(Dataset entries)
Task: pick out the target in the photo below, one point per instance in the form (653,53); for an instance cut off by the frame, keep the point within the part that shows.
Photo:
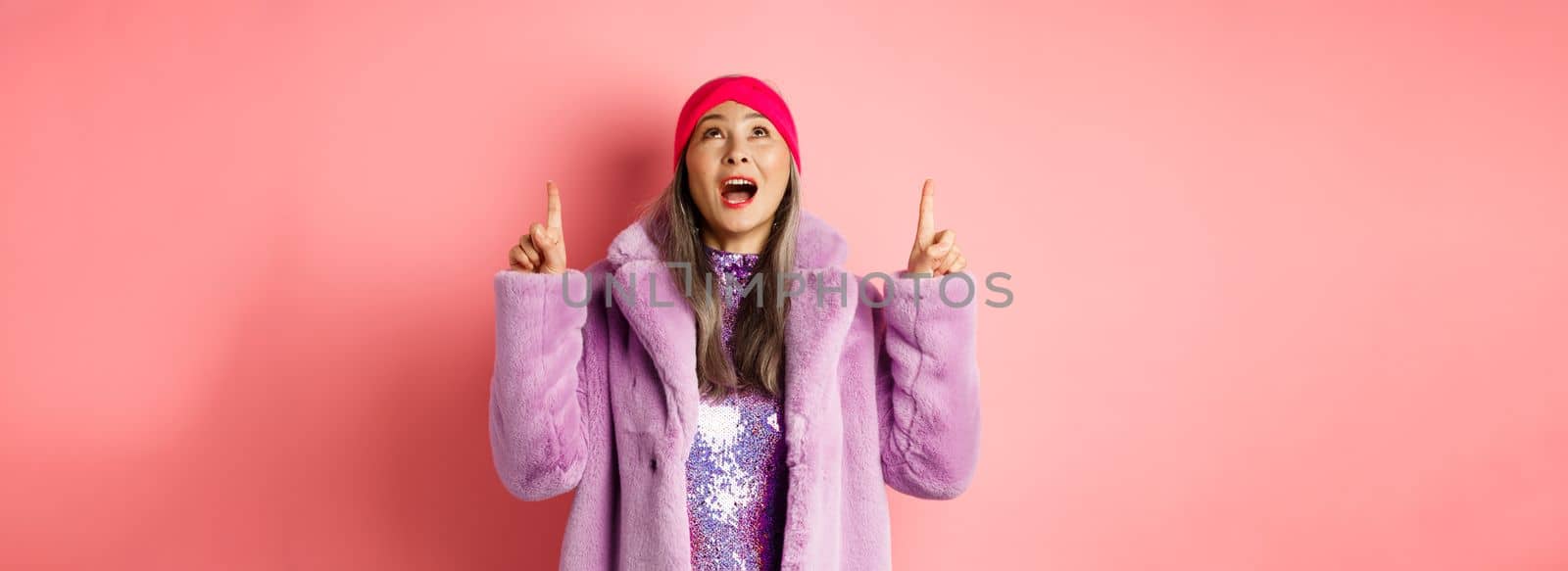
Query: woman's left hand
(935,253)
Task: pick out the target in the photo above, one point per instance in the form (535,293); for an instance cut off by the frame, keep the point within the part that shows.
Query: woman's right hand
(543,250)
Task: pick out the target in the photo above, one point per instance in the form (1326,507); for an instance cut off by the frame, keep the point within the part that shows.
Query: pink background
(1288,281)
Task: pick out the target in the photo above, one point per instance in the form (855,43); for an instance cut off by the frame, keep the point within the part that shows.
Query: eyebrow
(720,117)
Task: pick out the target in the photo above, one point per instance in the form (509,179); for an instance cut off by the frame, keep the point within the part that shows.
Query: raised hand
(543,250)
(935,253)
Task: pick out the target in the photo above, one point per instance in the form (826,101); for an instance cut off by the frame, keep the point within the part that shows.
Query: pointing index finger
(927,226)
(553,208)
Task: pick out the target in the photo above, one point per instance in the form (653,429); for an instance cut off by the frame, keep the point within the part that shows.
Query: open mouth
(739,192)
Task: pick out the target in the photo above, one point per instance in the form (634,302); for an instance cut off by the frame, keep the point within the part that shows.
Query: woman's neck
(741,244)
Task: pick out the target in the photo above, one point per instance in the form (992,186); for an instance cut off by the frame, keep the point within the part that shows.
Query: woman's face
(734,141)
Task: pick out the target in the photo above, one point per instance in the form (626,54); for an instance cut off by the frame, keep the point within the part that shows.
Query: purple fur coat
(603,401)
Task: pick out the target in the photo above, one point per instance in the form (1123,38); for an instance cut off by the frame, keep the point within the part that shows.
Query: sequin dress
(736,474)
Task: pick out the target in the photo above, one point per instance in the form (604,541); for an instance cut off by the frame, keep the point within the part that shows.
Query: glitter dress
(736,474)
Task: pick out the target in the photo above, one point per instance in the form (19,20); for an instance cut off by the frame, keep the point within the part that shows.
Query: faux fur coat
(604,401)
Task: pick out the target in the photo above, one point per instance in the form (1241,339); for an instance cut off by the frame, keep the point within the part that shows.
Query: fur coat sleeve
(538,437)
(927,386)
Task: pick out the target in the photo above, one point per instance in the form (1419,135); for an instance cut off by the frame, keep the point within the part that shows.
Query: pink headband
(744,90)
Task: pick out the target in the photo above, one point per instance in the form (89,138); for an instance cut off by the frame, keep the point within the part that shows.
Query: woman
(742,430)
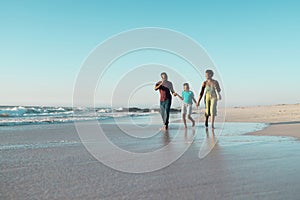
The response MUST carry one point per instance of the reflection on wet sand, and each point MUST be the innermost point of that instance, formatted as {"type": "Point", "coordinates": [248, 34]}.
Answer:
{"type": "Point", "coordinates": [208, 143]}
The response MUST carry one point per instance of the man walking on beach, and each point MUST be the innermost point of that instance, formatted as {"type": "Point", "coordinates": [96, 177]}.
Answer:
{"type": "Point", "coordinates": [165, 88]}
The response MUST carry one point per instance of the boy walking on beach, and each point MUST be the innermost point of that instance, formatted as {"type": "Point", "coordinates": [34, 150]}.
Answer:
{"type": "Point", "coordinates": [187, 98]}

==

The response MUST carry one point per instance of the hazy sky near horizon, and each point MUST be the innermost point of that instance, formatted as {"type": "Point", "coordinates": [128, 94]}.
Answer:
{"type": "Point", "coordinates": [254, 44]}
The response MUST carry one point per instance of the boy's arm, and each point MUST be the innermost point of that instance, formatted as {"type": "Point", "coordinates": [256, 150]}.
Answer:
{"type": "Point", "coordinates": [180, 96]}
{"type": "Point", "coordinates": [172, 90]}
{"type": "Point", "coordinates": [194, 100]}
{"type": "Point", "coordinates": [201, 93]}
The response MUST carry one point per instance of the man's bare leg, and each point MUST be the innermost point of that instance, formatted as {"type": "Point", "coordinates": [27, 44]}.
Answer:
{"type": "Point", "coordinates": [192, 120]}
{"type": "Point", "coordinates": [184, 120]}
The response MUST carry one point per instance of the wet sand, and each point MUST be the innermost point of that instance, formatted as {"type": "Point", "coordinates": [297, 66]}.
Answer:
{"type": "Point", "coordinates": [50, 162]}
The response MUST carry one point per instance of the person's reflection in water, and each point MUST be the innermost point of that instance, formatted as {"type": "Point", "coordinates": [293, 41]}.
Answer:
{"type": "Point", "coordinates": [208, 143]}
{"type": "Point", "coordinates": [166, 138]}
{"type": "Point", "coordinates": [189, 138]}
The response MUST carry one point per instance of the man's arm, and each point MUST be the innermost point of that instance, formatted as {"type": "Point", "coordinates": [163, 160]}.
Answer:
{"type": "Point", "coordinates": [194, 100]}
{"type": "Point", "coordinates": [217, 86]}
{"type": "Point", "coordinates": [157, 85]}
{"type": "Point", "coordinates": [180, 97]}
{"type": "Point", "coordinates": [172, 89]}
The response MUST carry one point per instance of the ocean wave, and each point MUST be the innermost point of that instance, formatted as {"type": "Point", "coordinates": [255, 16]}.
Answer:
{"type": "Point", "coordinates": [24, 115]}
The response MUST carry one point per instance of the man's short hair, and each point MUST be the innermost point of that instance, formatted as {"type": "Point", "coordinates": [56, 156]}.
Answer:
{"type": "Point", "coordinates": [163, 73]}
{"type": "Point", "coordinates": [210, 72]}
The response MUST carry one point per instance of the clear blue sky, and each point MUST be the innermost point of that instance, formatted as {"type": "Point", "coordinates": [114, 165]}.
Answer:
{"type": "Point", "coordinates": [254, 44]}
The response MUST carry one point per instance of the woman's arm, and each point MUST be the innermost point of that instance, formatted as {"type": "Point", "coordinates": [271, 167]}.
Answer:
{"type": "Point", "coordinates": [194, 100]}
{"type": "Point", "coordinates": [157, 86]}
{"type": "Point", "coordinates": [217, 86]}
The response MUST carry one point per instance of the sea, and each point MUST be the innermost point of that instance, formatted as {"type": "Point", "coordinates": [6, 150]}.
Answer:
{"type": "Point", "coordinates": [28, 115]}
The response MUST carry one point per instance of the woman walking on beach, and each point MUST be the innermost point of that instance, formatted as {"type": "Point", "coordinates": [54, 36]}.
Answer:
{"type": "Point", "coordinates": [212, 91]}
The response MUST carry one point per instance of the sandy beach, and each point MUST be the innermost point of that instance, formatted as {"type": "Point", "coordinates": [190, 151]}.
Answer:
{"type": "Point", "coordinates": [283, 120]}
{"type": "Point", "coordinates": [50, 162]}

# Your assignment:
When a line of the records has the word "walking", pick it out and copy it.

# Answer:
The response MUST carry one point per instance of the man walking on beach, and each point MUST be the innermost point of that instance, formatted as {"type": "Point", "coordinates": [96, 177]}.
The response MUST carry one point per instance of the boy walking on beach, and each point MUST be the innermost point of that instance, formatted as {"type": "Point", "coordinates": [34, 150]}.
The response MUST carry one point per instance of the woman walking on beach, and each point MUST be the innermost point of that instance, formatted as {"type": "Point", "coordinates": [54, 36]}.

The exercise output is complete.